____ Text excerpt
An object with a mass of #5 kg# is on a plane with an incline of # - pi/8 #. If it takes #18 N# to start pushing the object down the plane and #3 N# to keep pushing it, what are the coefficients of static and kinetic friction?

1 Answer
Feb 8, 2016

Answer:

Coefficient of static friction : #\mu_s = 0.8188#
Coefficient of kinetic friction : #\mu_k = 0.4805#

Explanation:

Step1 : Draw a free body diagram showing all these forces.
(1) Gravitational force (weight) : #\vec{w_{}}#, #\qquad# (2) Normal force : #\vec{N_{}}#,
(3) Frictional force : #\vec{F_f}#, #\qquad# (4) Applied Force : #\vec{F_{}}_{app}#.

Step 2 : Pick a 2D cartesian system with its X axis parallel to the incline and directed downward and its Y axis perpendicular to the plane.

Step 3: Resolve these forces into their X and Y components carefully assigning the signs:
#\vec{w_{}}=\vec{w_x}+\vec{w_y}#;
#\vec{w_{x}}=(+mgsin\theta,0)#; #\quad# #\vec{w_{y}}=(0, -mgcos\theta)#;
#\vec{N_{}}=(0, N)#; #\quad# #\vec{F_{f}}=(-\muN, 0)#; #\quad# #\vec{F_{}}_{app}=(F, 0)#

Step 4: Equilibrium condition is that the net force acting on the object must be zero. Apply this condition by adding the vectors component-wise and set each component separately to zero.
________
____ Provided records
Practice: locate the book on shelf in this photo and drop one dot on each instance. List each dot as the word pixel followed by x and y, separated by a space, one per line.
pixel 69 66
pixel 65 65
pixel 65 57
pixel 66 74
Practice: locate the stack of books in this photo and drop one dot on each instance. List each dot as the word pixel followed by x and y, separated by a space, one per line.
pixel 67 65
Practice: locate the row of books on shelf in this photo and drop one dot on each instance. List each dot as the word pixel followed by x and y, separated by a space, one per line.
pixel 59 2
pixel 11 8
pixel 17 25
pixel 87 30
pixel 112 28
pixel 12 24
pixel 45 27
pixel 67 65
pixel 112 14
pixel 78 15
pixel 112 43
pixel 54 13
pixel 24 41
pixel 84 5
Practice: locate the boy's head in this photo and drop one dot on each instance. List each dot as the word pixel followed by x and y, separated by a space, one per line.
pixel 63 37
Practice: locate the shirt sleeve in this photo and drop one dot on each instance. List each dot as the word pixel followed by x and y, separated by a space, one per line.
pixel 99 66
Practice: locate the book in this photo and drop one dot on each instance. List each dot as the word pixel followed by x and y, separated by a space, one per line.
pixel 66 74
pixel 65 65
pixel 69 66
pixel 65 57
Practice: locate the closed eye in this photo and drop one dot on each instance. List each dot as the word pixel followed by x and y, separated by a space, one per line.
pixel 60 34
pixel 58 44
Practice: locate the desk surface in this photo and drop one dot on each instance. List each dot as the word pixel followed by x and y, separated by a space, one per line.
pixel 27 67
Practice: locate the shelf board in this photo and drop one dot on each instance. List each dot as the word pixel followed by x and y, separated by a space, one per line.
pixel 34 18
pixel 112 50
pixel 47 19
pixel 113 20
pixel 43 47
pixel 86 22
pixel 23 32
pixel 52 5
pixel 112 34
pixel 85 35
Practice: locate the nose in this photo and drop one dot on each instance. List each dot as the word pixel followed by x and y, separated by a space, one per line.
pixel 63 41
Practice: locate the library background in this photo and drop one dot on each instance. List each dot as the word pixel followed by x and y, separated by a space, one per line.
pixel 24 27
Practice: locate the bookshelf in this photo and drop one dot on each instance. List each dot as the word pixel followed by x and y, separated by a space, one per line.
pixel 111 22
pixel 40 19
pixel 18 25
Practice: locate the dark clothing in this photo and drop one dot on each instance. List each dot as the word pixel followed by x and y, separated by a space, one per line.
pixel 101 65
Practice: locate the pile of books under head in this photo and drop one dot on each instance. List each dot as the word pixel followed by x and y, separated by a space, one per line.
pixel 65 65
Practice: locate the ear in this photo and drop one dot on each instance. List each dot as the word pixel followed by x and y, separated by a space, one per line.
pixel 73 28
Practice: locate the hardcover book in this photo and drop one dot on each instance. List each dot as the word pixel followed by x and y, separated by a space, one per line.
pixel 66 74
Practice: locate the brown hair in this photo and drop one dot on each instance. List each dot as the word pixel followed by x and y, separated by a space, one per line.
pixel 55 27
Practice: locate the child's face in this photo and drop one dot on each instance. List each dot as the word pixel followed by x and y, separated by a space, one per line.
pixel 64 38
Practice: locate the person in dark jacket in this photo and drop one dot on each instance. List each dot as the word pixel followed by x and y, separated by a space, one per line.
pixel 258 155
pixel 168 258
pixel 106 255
________
- [Required work]:
[1] Copy the friction problem word for word from "Coefficient of static" to "to the plane.".
[2] Rescale the entries from the line with "Practice: locate the ear" to the line with "pixel 73 28", both included. Repeat only those lines, requests too, and multiply each pixel coordinate in the answers by 0.8, rounding to whole numbers with halves going up.

- [Answers to the exercise]:
[1]
Coefficient of static friction : #\mu_s = 0.8188#
Coefficient of kinetic friction : #\mu_k = 0.4805#

Explanation:

Step1 : Draw a free body diagram showing all these forces.
(1) Gravitational force (weight) : #\vec{w_{}}#, #\qquad# (2) Normal force : #\vec{N_{}}#,
(3) Frictional force : #\vec{F_f}#, #\qquad# (4) Applied Force : #\vec{F_{}}_{app}#.

Step 2 : Pick a 2D cartesian system with its X axis parallel to the incline and directed downward and its Y axis perpendicular to the plane.

[2]
Practice: locate the ear in this photo and drop one dot on each instance. List each dot as the word pixel followed by x and y, separated by a space, one per line.
pixel 58 22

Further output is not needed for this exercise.